- **Data to examine**
=== Begin Enclosure ===

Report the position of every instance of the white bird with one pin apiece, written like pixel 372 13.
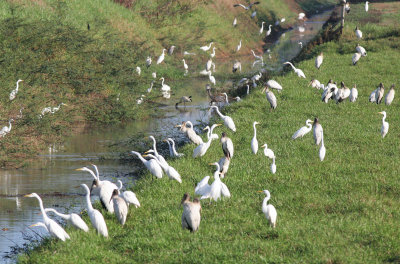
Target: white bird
pixel 390 96
pixel 319 60
pixel 322 149
pixel 353 94
pixel 268 31
pixel 120 207
pixel 239 46
pixel 162 56
pixel 317 130
pixel 217 188
pixel 356 57
pixel 299 72
pixel 164 87
pixel 270 97
pixel 6 129
pixel 72 219
pixel 228 121
pixel 274 85
pixel 152 165
pixel 14 92
pixel 361 50
pixel 385 125
pixel 358 33
pixel 262 28
pixel 303 130
pixel 254 141
pixel 269 210
pixel 52 227
pixel 95 216
pixel 268 152
pixel 205 48
pixel 128 196
pixel 191 213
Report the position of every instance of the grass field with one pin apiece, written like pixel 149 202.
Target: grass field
pixel 342 210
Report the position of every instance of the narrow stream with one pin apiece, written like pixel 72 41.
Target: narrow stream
pixel 58 184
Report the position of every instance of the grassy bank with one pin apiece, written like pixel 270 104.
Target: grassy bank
pixel 342 210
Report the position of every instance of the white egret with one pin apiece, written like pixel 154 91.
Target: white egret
pixel 385 125
pixel 151 165
pixel 120 207
pixel 228 121
pixel 52 227
pixel 358 33
pixel 389 96
pixel 353 94
pixel 268 152
pixel 303 130
pixel 128 196
pixel 270 97
pixel 269 210
pixel 356 57
pixel 254 141
pixel 317 130
pixel 239 46
pixel 205 48
pixel 14 92
pixel 72 219
pixel 322 149
pixel 191 213
pixel 95 216
pixel 299 72
pixel 319 60
pixel 164 87
pixel 162 56
pixel 6 129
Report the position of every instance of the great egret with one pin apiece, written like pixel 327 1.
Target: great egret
pixel 73 219
pixel 152 165
pixel 299 72
pixel 358 33
pixel 268 152
pixel 254 141
pixel 356 57
pixel 389 96
pixel 270 97
pixel 6 129
pixel 322 149
pixel 274 85
pixel 269 210
pixel 379 93
pixel 169 170
pixel 120 207
pixel 128 196
pixel 353 94
pixel 361 50
pixel 228 121
pixel 95 216
pixel 162 56
pixel 52 227
pixel 319 60
pixel 317 130
pixel 14 92
pixel 385 125
pixel 217 188
pixel 191 213
pixel 227 146
pixel 164 87
pixel 205 48
pixel 239 46
pixel 303 130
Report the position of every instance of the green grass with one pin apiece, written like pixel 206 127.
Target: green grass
pixel 342 210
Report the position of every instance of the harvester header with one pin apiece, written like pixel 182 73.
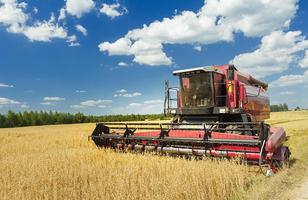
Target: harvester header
pixel 219 112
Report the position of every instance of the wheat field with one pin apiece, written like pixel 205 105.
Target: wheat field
pixel 58 162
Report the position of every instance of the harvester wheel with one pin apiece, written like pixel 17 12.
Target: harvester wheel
pixel 100 129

=== End Enclosure ===

- **What the exercise asks**
From the records above, copy only the lines starting with the line that holds "Target: grassy bank" and going on through the line that holds "Report the position of every instance of the great", exactly as written.

- **Your solution**
Target: grassy bank
pixel 342 210
Report the position of every instance of the white egret with one pin apiece, written like pixel 154 91.
Target: white egret
pixel 385 125
pixel 151 165
pixel 120 207
pixel 228 121
pixel 52 227
pixel 358 33
pixel 389 96
pixel 353 94
pixel 268 152
pixel 303 130
pixel 128 196
pixel 270 97
pixel 269 210
pixel 356 57
pixel 254 141
pixel 317 130
pixel 239 46
pixel 205 48
pixel 14 92
pixel 72 219
pixel 322 149
pixel 191 213
pixel 95 216
pixel 299 72
pixel 319 60
pixel 164 87
pixel 162 56
pixel 6 129
Report the position of every instance of the great egret with one pin apiece, written like pixel 327 1.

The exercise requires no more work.